## WHAT IS NEEDED
What lines of the data include the string "with"? Copy them all.

(Dataset entries)
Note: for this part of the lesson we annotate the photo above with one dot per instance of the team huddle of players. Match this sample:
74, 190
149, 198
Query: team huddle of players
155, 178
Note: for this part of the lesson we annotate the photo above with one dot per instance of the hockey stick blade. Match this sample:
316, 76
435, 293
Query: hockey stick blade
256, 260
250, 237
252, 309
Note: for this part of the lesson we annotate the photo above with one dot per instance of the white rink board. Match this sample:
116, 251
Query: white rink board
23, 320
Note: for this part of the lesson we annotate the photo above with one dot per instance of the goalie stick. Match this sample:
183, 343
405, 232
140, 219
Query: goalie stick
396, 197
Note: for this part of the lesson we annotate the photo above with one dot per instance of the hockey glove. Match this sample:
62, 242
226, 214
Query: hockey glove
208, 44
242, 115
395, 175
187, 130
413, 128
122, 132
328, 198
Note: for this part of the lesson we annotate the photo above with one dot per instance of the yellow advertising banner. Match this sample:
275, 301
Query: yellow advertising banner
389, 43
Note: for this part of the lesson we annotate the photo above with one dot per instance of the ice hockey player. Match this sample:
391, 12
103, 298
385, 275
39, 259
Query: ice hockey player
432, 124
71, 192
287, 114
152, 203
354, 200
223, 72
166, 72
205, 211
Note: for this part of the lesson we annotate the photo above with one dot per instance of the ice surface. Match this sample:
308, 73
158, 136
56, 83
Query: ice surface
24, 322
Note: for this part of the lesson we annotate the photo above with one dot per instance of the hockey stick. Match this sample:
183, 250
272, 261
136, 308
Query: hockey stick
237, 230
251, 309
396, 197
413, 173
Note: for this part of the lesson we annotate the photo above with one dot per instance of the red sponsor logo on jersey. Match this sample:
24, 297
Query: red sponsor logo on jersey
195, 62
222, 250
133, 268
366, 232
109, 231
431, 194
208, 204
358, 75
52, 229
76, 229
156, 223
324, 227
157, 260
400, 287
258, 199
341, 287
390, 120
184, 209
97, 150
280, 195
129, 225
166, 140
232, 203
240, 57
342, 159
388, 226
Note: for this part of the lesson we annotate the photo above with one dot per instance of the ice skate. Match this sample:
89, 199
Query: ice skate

## RESULT OF THIS EXERCISE
Note: for this part of the lesson we annotate the photo above with one dot per instance of the team huddle of players. Match this sample:
Note: for this part of the lesson we annotate the photo above with one dot per instance of the hockey stick blade. Match this sample:
Note: for this part of the lesson we annotate the photo above with one dot per instance of the white rink board. Match this sample:
Note: for this part of the lesson we annotate the photo above with one dot per instance of the goalie stick. Match this sample:
Note: for this part of the lesson we annotate the photo above with one dot per instance of the hockey glove. Match this sample:
Note: for this part of the lesson we annotate the photo above with one dot per instance of the yellow advertising banner. Match this sample:
Note: for this part of the lesson we annotate the photo above with one dot per instance of the ice hockey player. Match this sample:
Note: for this part of the lesson we annotate the photo above with one dot per instance of the ice surface. Match this sample:
Note: for this part of the lesson we annotate the photo above with one dot per instance of the hockey stick. Match this sample:
Note: for this part of the lesson we annotate the photo above with one dot per instance of the red sponsor logo on jersey. Match this sample:
Note: for this part of the lesson we annotate the photo above with one dot per instance of the ice skate. Match this sample:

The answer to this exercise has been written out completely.